**SET EXERCISE A**
Count the lines in the rows that contain the string "poplar". Give only the number.
* Start PROVIDED TEXT *
Express the probability table for random variable $X$ as a Python dictionary (the keys should be the Python strings 'sunny', 'rainy', and 'snowy'). (Your answer should be the Python dictionary itself, and not the dictionary assigned to a variable, so please do not include, for instance, “prob_table =" before specifying your answer. You can use fractions. If you use decimals instead, please be accurate and use at least $5$ decimal places.)

In [1]:
p_X_Y = {
    'sunny': {1: 1/4 ,  0: 1/4 },
    'rainy': {1: 1/12,  0: 1/12},
    'snowy': {1: 1/6 ,  0: 1/6 }
}

In [2]:
p_X = {}
for key, value in p_X_Y.items():
    p_X_value = 0
    for key1, value1 in value.items():
        p_X_value += value1
    
    p_X[key] = p_X_value
    
p_X

{'rainy': 0.16666666666666666, 'snowy': 0.3333333333333333, 'sunny': 0.5}

Express the probability table for random variable $Y$ as a Python dictionary (the keys should be the Python integers $0$ and $1$). (Your answer should be the Python dictionary itself, and not the dictionary assigned to a variable, so please do not include, for instance, “prob_table =" before specifying your answer. You can use fractions. If you use decimals instead, please be accurate and use at least 5 decimal places.)
* End PROVIDED TEXT *
* Start THE DATA *
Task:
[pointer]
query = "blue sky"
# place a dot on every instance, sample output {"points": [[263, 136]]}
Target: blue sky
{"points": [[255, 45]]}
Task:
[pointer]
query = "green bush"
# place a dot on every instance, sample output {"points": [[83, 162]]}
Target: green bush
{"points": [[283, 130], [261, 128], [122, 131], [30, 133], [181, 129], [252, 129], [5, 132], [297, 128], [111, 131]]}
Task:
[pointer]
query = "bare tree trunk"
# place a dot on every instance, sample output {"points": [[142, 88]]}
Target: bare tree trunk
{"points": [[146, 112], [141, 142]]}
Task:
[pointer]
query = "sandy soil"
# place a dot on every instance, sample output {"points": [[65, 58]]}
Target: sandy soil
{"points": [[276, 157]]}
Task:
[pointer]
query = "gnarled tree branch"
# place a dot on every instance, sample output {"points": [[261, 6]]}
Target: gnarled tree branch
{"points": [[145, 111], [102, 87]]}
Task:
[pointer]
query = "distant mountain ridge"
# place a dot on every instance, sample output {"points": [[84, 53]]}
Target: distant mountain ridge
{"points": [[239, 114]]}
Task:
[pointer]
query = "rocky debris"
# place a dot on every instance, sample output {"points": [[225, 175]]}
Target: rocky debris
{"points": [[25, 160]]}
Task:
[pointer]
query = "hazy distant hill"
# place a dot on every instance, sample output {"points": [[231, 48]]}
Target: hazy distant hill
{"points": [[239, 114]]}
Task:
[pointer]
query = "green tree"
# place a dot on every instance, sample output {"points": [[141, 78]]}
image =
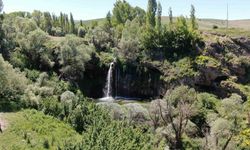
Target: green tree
{"points": [[170, 15], [159, 13], [12, 86], [151, 12], [122, 12], [33, 47], [72, 24], [176, 112], [47, 22], [2, 44], [37, 16], [108, 18], [194, 24], [81, 31], [73, 56], [81, 23]]}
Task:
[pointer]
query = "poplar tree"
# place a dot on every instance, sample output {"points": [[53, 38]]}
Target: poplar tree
{"points": [[170, 15], [151, 11], [72, 24], [194, 24]]}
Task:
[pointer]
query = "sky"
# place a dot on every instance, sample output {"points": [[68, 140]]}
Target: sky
{"points": [[93, 9]]}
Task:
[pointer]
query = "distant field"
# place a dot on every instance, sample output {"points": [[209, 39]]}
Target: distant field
{"points": [[205, 23], [236, 27]]}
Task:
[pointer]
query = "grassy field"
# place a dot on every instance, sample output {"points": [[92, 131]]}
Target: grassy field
{"points": [[30, 129], [236, 27]]}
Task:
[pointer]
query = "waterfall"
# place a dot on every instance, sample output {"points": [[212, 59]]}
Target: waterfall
{"points": [[108, 86]]}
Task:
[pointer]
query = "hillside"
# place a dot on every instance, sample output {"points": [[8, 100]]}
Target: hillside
{"points": [[131, 81]]}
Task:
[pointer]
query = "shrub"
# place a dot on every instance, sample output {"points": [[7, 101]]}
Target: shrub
{"points": [[12, 86]]}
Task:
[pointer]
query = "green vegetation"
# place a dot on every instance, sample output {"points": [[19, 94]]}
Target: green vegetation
{"points": [[52, 66], [31, 129]]}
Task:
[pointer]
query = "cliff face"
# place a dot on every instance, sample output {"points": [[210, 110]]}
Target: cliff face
{"points": [[219, 67], [138, 81], [232, 57], [130, 80]]}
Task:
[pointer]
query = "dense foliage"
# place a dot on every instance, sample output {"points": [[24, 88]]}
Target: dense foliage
{"points": [[51, 63]]}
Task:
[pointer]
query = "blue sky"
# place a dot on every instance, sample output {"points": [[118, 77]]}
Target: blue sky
{"points": [[91, 9]]}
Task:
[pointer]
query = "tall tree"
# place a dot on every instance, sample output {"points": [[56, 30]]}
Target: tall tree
{"points": [[159, 13], [47, 24], [151, 11], [194, 24], [170, 15], [72, 24], [122, 12], [62, 21], [108, 18], [37, 16], [2, 49], [67, 24], [81, 23]]}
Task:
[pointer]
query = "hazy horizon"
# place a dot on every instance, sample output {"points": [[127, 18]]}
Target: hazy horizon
{"points": [[88, 10]]}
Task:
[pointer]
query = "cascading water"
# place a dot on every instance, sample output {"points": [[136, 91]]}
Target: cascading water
{"points": [[108, 86]]}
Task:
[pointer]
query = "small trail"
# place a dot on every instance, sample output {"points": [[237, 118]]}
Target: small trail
{"points": [[3, 122]]}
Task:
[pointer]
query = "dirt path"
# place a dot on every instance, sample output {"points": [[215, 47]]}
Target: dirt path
{"points": [[3, 122]]}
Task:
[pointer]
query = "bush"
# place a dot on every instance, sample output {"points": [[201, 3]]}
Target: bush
{"points": [[215, 27], [12, 86], [73, 56]]}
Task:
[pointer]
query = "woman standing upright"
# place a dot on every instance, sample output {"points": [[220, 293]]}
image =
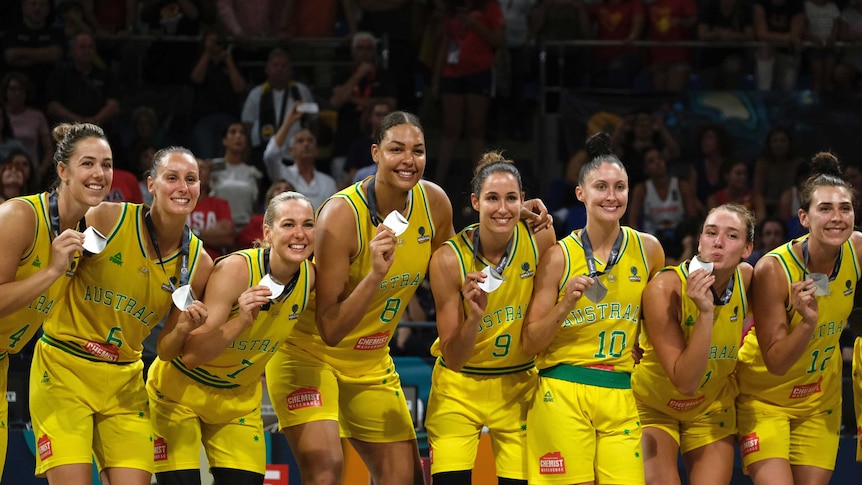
* End THE DATA *
**SET EXERCISE B**
List every Python variable name that the code in the probability excerpt binds, by assignment or as a loop variable.

**FINISHED ANSWER A**
2

**FINISHED ANSWER B**
p_X_Y, p_X, key, value, p_X_value, key1, value1